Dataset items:
* * * * *
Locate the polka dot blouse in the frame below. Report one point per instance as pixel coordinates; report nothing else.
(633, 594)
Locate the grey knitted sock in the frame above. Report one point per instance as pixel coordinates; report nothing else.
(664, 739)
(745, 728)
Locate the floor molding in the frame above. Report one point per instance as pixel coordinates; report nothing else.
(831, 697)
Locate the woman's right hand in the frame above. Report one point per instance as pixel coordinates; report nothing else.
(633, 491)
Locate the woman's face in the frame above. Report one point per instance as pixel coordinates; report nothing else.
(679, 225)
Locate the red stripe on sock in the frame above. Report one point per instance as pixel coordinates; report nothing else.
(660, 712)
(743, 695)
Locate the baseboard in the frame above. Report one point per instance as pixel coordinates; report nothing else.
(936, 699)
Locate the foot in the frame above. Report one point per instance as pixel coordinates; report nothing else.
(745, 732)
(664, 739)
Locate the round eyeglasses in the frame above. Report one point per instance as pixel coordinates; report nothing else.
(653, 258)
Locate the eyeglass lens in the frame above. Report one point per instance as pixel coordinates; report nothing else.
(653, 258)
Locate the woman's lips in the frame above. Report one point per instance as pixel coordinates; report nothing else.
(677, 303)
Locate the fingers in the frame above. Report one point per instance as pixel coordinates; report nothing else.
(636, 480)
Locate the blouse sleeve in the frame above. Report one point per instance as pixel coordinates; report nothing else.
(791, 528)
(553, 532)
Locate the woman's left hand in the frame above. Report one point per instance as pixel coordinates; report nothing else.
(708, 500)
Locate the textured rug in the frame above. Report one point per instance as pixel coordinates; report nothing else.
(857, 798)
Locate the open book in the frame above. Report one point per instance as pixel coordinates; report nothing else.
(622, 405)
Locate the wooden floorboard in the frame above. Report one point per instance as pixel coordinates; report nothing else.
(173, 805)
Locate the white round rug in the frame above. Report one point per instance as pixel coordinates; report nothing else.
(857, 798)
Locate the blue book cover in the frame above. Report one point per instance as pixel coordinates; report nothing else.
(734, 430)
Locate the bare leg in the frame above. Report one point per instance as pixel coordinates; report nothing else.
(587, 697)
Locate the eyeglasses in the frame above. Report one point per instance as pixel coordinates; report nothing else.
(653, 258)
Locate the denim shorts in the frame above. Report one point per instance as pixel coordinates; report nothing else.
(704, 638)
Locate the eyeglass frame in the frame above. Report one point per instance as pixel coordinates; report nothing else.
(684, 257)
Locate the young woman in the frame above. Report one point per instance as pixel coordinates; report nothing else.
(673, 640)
* * * * *
## ABOUT THIS TASK
From the first line through the last, give the data above again exactly.

## TASK OUTPUT
Locate the polka dot blouse in the frame below. Report one point per instance as pixel coordinates; report nothing else.
(633, 594)
Locate the grey knitted sock in the frame above. Report one point per instance as pixel coordinates; report nothing else.
(664, 739)
(745, 728)
Locate the floor molding in the frame above. Report one point per instance as pixel coordinates; report nothing else.
(831, 697)
Locate the woman's right hand in the frame above. Report one point per instance as pixel coordinates; report nothing else.
(633, 491)
Locate the woman's face in the frame above. Report one point per instance as pixel coordinates; report nothing else.
(679, 225)
Locate the red stripe on sock in the frame above. Report one point per instance as pixel coordinates; report nothing else.
(660, 712)
(743, 695)
Locate the baseboard in the frame above. Report one point per instance as pixel coordinates; report nothing else.
(936, 699)
Locate the foot in the frame above. Report one point per instance as pixel coordinates; report nothing else.
(745, 732)
(664, 739)
Locate the round eyeglasses in the frame above. Report one point per instance as pixel coordinates; report nothing else.
(653, 258)
Locate the eyeglass lens in the frame above. Report one point per instance as pixel coordinates; report nothing else.
(653, 258)
Locate the woman's lips in the frame above. Report one point per instance as pixel coordinates; report nothing else.
(677, 303)
Locate the fingers in the frame above. Report one point per instance as pixel coordinates; report nothing else.
(636, 480)
Locate the blouse sleeve in the frame above. Report one point per instance as pixel coordinates; report nothing else.
(791, 528)
(553, 532)
Locate the woman's left hand in the frame above. Report one point per instance as pixel coordinates; report nothing else.
(708, 500)
Locate the textured rug in the frame above. Report one point per instance as pixel coordinates; report nothing else.
(857, 798)
Locate the open book in the frame above. Report one point per instance as pixel coordinates; report nothing else.
(622, 405)
Locate the wooden floorboard in the frame above. Report one point per instance as pixel coordinates; report nothing else.
(173, 805)
Locate the white round rug in the frame above. Report one point per instance as pixel coordinates; report nothing else.
(857, 798)
Locate the blue book cover in the frame above. Report one point per instance as pixel coordinates; report nothing else.
(734, 430)
Locate the bare leg in the frame above. Report one point per instance as pixel coordinates; report nothing else.
(587, 697)
Locate the eyeglasses in the frame above. Report one point per instance as pixel coordinates; report nothing else.
(653, 258)
Locate the denim shorts in the frame above. Report one point per instance as pixel coordinates; report nothing else.
(704, 638)
Locate the eyeglass frame in the frame above. Report one point per instance as pixel coordinates; report nothing else.
(684, 257)
Locate the young woman in the frame above. Report one point per instance as pixel coordinates; report nothing else.
(673, 640)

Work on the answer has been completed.